Required work: Repeat all of the data precisely.

Named-object pointing records
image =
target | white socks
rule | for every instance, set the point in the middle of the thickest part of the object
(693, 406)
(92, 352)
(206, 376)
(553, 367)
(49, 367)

Result for this exercise:
image =
target | white socks
rule | for every instance, set the point in the middle of the thickest part of the object
(693, 406)
(92, 352)
(206, 376)
(553, 367)
(49, 367)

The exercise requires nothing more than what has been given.